Repeat all of the lines below without changing anything, but leave the pictures out of your answer.

*PROVIDED RECORDS*.
· · ·

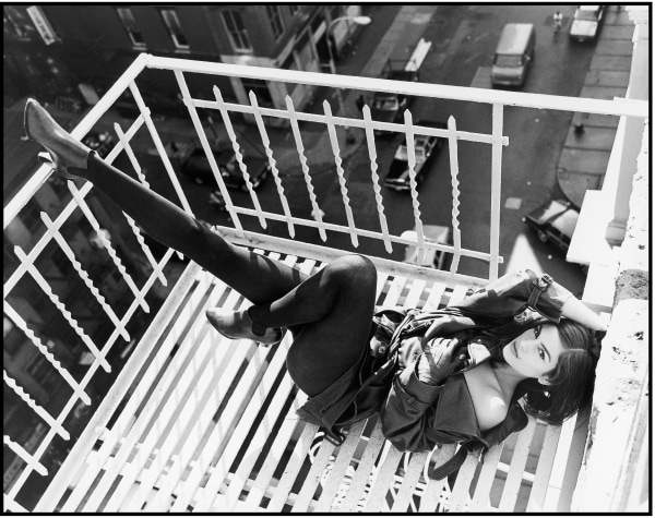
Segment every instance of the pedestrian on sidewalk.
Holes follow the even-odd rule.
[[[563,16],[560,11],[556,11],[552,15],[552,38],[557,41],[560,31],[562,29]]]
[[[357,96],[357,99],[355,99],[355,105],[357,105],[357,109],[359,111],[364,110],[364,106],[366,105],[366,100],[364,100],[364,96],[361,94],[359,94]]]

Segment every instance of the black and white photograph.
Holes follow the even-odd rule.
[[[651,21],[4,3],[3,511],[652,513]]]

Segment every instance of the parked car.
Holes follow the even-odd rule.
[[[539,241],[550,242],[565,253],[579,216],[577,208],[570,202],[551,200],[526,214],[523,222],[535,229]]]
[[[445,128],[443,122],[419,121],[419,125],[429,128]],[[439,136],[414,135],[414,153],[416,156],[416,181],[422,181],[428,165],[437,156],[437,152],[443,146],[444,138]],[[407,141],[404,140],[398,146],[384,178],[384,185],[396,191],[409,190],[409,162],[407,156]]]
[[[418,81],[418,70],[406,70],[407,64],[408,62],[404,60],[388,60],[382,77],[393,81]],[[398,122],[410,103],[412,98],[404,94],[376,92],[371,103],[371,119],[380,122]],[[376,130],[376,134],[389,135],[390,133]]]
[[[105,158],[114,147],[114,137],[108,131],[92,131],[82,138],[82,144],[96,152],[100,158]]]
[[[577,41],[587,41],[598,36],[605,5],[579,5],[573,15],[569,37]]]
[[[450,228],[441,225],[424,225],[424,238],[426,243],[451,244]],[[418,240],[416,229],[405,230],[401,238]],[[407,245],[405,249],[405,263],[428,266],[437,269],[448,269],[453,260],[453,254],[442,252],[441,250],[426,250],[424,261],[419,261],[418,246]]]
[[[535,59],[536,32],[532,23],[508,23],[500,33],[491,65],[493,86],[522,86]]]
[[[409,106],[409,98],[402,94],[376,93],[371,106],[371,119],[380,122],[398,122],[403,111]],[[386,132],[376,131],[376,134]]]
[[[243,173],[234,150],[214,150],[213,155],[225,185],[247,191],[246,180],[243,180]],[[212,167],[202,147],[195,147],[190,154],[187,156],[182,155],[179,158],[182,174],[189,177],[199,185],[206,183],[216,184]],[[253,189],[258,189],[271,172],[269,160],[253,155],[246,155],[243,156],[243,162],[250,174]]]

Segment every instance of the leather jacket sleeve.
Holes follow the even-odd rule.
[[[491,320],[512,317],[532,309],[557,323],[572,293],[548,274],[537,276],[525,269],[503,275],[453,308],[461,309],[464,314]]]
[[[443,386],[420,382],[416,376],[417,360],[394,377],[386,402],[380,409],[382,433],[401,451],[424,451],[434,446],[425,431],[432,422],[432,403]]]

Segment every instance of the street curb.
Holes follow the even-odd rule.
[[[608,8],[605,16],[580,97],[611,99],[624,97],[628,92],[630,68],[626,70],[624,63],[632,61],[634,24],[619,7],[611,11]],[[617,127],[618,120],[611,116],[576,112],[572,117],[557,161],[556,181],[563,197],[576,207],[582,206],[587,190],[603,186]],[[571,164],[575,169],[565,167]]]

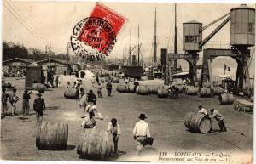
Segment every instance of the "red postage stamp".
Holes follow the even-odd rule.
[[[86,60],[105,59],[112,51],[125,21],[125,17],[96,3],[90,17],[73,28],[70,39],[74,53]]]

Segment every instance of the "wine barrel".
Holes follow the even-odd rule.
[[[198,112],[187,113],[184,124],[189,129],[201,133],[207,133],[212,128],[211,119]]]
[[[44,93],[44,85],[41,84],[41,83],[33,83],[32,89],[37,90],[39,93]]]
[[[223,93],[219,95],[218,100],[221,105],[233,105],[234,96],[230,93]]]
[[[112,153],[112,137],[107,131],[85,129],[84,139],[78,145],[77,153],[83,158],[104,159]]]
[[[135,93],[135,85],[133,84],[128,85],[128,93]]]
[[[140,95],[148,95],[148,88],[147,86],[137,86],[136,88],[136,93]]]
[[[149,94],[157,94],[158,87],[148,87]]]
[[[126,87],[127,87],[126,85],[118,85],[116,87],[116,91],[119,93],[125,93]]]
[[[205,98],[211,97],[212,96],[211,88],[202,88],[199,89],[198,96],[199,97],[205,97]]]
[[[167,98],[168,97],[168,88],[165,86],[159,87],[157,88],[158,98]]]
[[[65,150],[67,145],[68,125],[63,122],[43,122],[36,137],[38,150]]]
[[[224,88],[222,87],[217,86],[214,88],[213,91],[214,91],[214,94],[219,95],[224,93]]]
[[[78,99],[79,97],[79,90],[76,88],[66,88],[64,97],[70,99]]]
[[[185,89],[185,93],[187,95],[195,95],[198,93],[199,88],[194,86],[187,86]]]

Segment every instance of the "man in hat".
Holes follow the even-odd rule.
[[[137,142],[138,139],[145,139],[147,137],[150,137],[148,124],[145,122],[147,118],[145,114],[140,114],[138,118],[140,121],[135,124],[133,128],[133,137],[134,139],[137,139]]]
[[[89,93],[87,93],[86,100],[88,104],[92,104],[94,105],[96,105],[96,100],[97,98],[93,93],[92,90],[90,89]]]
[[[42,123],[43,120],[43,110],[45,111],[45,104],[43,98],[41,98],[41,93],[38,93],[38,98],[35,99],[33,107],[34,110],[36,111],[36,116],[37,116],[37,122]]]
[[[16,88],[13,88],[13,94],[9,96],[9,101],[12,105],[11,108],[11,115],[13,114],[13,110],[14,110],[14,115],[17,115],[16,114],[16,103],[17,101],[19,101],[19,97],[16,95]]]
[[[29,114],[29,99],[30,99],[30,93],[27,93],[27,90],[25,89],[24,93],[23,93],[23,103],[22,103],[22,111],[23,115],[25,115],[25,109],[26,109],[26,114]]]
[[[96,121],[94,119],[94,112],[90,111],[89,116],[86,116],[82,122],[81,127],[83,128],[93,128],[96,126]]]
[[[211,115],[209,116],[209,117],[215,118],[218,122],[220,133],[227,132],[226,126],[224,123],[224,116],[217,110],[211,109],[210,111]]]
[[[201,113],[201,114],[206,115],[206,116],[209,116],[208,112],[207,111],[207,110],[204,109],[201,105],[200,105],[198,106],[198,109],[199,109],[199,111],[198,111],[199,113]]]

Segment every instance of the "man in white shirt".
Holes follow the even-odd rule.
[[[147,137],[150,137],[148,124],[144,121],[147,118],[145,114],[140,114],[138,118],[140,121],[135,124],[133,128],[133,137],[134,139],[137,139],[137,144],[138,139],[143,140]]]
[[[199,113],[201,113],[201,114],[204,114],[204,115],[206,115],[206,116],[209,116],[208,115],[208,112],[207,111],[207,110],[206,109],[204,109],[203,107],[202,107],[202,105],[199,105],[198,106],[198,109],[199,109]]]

· · ·

*FULL ANSWER*.
Segment every instance of the pedestrian on sidewalk.
Holes follow the even-odd rule.
[[[563,16],[560,11],[556,11],[552,15],[552,38],[557,41],[560,31],[562,29]]]
[[[357,96],[357,99],[355,99],[355,105],[357,105],[357,109],[359,111],[364,110],[364,106],[366,105],[366,100],[364,100],[364,96],[361,94],[359,94]]]

Segment every instance of the black and white photograph.
Holes follow the even-odd rule.
[[[651,21],[4,3],[3,511],[652,513]]]

Segment every instance of the parked car.
Holes follow the even-odd rule.
[[[539,241],[550,242],[565,253],[579,216],[577,208],[570,202],[551,200],[526,214],[523,222],[535,229]]]
[[[445,128],[443,122],[419,121],[419,125],[429,128]],[[439,136],[414,135],[414,153],[416,156],[416,181],[422,181],[428,165],[437,156],[437,152],[443,146],[444,138]],[[407,141],[404,140],[398,146],[384,178],[384,185],[396,191],[409,190],[409,162],[407,156]]]
[[[418,81],[418,70],[406,70],[407,64],[408,62],[404,60],[388,60],[382,77],[393,81]],[[398,122],[410,103],[412,98],[404,94],[376,92],[371,103],[371,119],[380,122]],[[376,130],[376,134],[389,135],[390,133]]]
[[[105,158],[114,147],[114,137],[108,131],[92,131],[82,138],[82,144],[96,152],[100,158]]]
[[[577,41],[587,41],[598,36],[605,5],[579,5],[573,15],[569,37]]]
[[[450,228],[441,225],[424,225],[424,238],[426,243],[451,244]],[[418,240],[416,229],[405,230],[401,238]],[[407,245],[405,249],[405,263],[428,266],[437,269],[448,269],[453,260],[453,254],[442,252],[441,250],[426,250],[424,261],[419,261],[418,246]]]
[[[535,59],[536,32],[532,23],[508,23],[500,33],[491,65],[493,86],[522,86]]]
[[[409,106],[409,98],[402,94],[376,93],[371,106],[371,119],[380,122],[398,122],[403,111]],[[386,132],[376,131],[376,134]]]
[[[243,173],[234,150],[214,150],[213,155],[225,185],[247,191],[246,180],[243,180]],[[212,167],[202,147],[195,147],[190,154],[187,156],[182,155],[179,158],[182,174],[189,177],[199,185],[206,183],[216,184]],[[253,189],[258,189],[271,172],[269,160],[253,155],[246,155],[243,156],[243,162],[250,174]]]

Segment every instance of the leather jacket sleeve.
Holes follow the even-odd rule.
[[[491,320],[512,317],[532,309],[557,323],[572,293],[548,274],[537,276],[525,269],[503,275],[453,308],[461,309],[464,314]]]
[[[443,386],[420,382],[416,376],[417,360],[394,377],[386,402],[380,409],[382,433],[401,451],[424,451],[434,446],[425,431],[432,422],[432,403]]]

Segment every instance of the street curb.
Holes follow the even-odd rule.
[[[608,8],[605,16],[580,97],[611,99],[624,97],[628,92],[630,68],[626,70],[624,63],[632,61],[634,24],[619,7],[611,11]],[[617,127],[618,120],[611,116],[576,112],[572,117],[557,161],[556,181],[563,197],[576,207],[582,206],[587,190],[603,186]],[[571,164],[575,169],[565,167]]]

Segment every instance of the "red postage stamp".
Holes follow the even-odd rule.
[[[86,60],[105,59],[112,51],[125,21],[125,17],[96,3],[90,17],[73,28],[70,39],[74,53]]]

Segment every instance of the "wine barrel".
Holes follow the even-odd rule.
[[[198,112],[187,113],[184,124],[189,129],[201,133],[207,133],[212,128],[211,119]]]
[[[44,93],[44,85],[41,84],[41,83],[33,83],[32,89],[37,90],[39,93]]]
[[[223,93],[219,95],[218,100],[221,105],[233,105],[234,96],[230,93]]]
[[[112,153],[112,137],[107,131],[85,129],[84,139],[78,145],[77,153],[83,158],[104,159]]]
[[[135,93],[135,85],[133,84],[128,85],[128,93]]]
[[[140,95],[148,95],[148,88],[147,86],[137,86],[136,88],[136,93]]]
[[[149,94],[157,94],[158,87],[148,87]]]
[[[126,87],[127,87],[126,85],[118,85],[116,87],[116,91],[119,93],[125,93]]]
[[[205,98],[211,97],[212,96],[211,88],[202,88],[199,89],[198,96],[199,97],[205,97]]]
[[[167,98],[168,97],[168,88],[165,86],[159,87],[157,88],[158,98]]]
[[[65,150],[67,145],[68,125],[63,122],[43,122],[36,137],[38,150]]]
[[[224,88],[222,87],[217,86],[214,88],[213,91],[214,91],[214,94],[219,95],[224,93]]]
[[[78,99],[79,97],[79,90],[76,88],[66,88],[64,97],[70,99]]]
[[[185,89],[185,93],[187,95],[195,95],[198,93],[199,88],[194,86],[187,86]]]

Segment every instance of the "man in hat".
Holes follow the even-odd rule.
[[[137,142],[138,139],[145,139],[147,137],[150,137],[148,124],[145,122],[147,118],[145,114],[140,114],[138,118],[140,121],[135,124],[133,128],[133,137],[134,139],[137,139]]]
[[[89,93],[87,93],[86,100],[88,104],[92,104],[94,105],[96,105],[96,100],[97,98],[93,93],[92,90],[90,89]]]
[[[42,123],[43,120],[43,110],[45,111],[45,104],[43,98],[41,98],[41,93],[38,93],[38,98],[35,99],[33,107],[34,110],[36,111],[36,116],[37,116],[37,122]]]
[[[16,88],[13,88],[13,94],[9,96],[9,101],[12,105],[11,108],[11,115],[13,114],[13,110],[14,110],[14,115],[17,115],[16,114],[16,103],[17,101],[19,101],[19,97],[16,95]]]
[[[29,114],[29,99],[30,99],[30,93],[27,93],[27,90],[25,89],[24,93],[23,93],[23,103],[22,103],[22,111],[23,115],[25,115],[25,109],[26,109],[26,114]]]
[[[96,121],[94,119],[94,112],[90,111],[89,116],[86,116],[82,122],[81,127],[83,128],[93,128],[96,126]]]
[[[211,115],[209,116],[209,117],[215,118],[218,122],[220,133],[227,132],[226,126],[224,123],[224,116],[217,110],[211,109],[210,111]]]
[[[201,113],[201,114],[206,115],[206,116],[209,116],[208,112],[207,111],[207,110],[204,109],[201,105],[200,105],[198,106],[198,109],[199,109],[199,111],[198,111],[199,113]]]

Segment every instance of the "man in white shirt".
Holes follow the even-odd rule.
[[[147,137],[150,137],[148,124],[144,121],[147,118],[145,114],[140,114],[138,118],[140,121],[135,124],[133,128],[133,137],[134,139],[137,139],[137,144],[138,139],[143,140]]]
[[[199,113],[201,113],[201,114],[204,114],[204,115],[206,115],[206,116],[209,116],[208,115],[208,112],[207,111],[207,110],[206,109],[204,109],[203,107],[202,107],[202,105],[199,105],[198,106],[198,109],[199,109]]]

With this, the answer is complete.